■ Source document
- - -
# Finished Commercial Project.......Plenty of Work



## painting101 (Jul 11, 2010)

The project took us about 6 months to complete. "not only painting"

50% of wood was replaced look at the state of it.













Before and Afters







































How about 80 Feet up












Importance of budgeting, I learned the hardway on my first project


----------



## RCP (Apr 18, 2007)

Wow! That is incredible! Where is that?
Just beautiful!


----------



## ewingpainting.net (Jun 2, 2008)

sweet looking job brother:thumbup:


----------



## Workaholic (Apr 17, 2007)

That is some awesome work, very detailed and very well done. Did you do the brick repairs and all that as well?


----------



## painting101 (Jul 11, 2010)

Workaholic said:


> That is some awesome work, very detailed and very well done. Did you do the brick repairs and all that as well?


We cleaned the stone, wood repairs, paint, yes brick repairs, polished the metal doors to mirror finished "some people thought we bought new ones", paint.

I bought a wood lathe and did the wood columns along with spindles. "thanks to woodshop class in high school"


ALSO look at the brownstone we refished it all.


----------



## painting101 (Jul 11, 2010)

WAR ZONE


















WE HAD TREES GROWING IN STONE 80FT UP










AFTER










BEFORE 










AFTER


----------



## PatsPainting (Mar 4, 2010)

All i can say is WOW, incredible job.

Pat


----------



## VanDamme (Feb 13, 2010)

Very nice work! Nice job on the stone cleaning along w/everything else!


----------



## painting101 (Jul 11, 2010)

VanDamme said:


> Very nice work! Nice job on the stone cleaning along w/everything else!


 
WANT TO SEE STONE CLEANING HUH? this is the area I almost lost it all. All I can say is to stay away from stone cleaning I you don't have the practice and budgeting skills. Here is where I almost lost it. How I regained? Well lets just say knowing the pastor "I am a member" saved my ass.


----------



## ewingpainting.net (Jun 2, 2008)

And this why it's called a Professional Forum:notworthy:


----------



## nEighter (Nov 14, 2008)

awe inspiring man.. great job!


----------



## brushmonkey (Jan 4, 2010)

Beautiful work! You did an awesome job. :notworthy: The man upstairs is surely smiling. :thumbsup:


----------



## Cazna (May 22, 2010)

Great work, you should feel very proud :notworthy:


----------



## painting101 (Jul 11, 2010)
- - -
■ Information supplied
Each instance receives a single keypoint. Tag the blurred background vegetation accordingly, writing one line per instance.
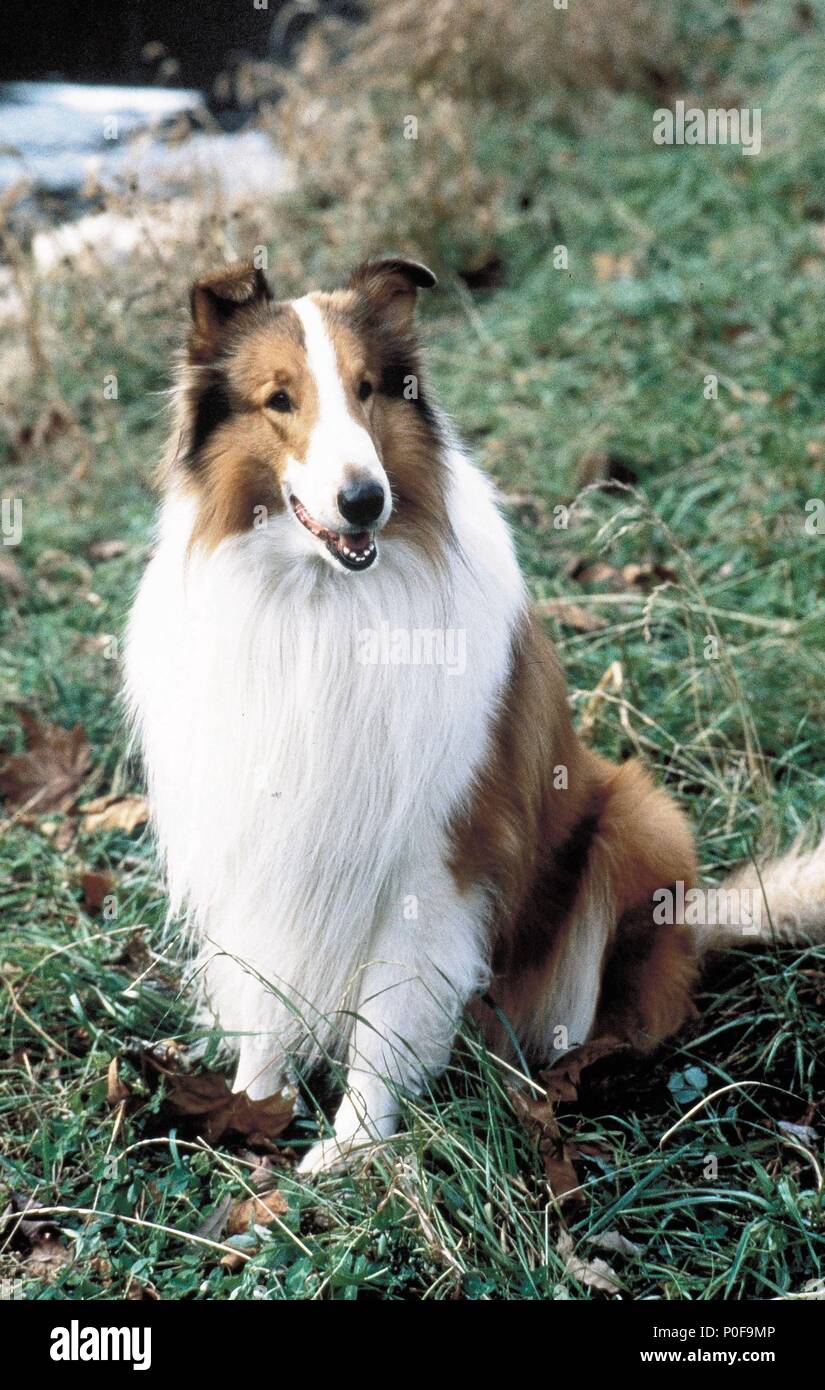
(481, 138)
- - -
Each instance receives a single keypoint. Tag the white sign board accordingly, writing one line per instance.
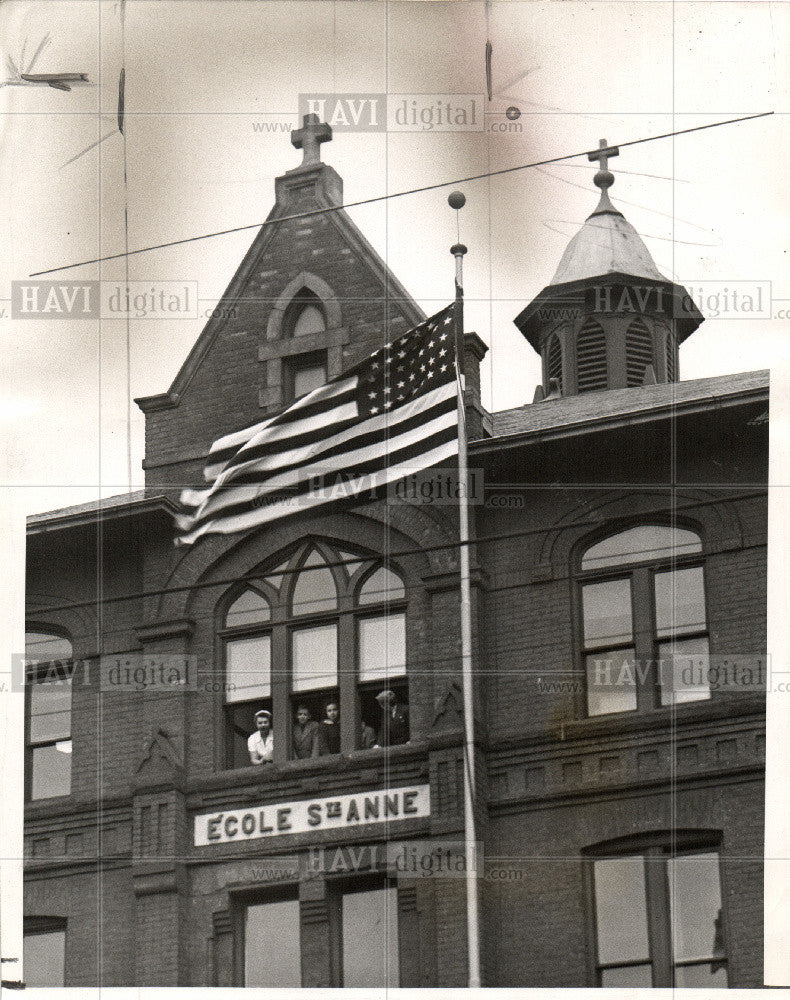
- - -
■ Problem requirements
Name every user other than painting101 who posted in the forum thread about the finished commercial project, listing each name once.

■ Written response
RCP, ewingpainting.net, Workaholic, PatsPainting, VanDamme, nEighter, brushmonkey, Cazna